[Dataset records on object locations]
## BEGIN

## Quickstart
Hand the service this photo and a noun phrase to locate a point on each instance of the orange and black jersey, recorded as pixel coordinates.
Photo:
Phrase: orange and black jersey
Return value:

## END

## What you are asked to do
Rewrite the records, swapping every "jersey" for "shirt" and leaving everything else unchanged.

## Answer for this exercise
## Quickstart
Hand the service this photo and a noun phrase to locate a point on each instance of the orange and black shirt, recorded as pixel coordinates.
Photo:
Phrase: orange and black shirt
Return value:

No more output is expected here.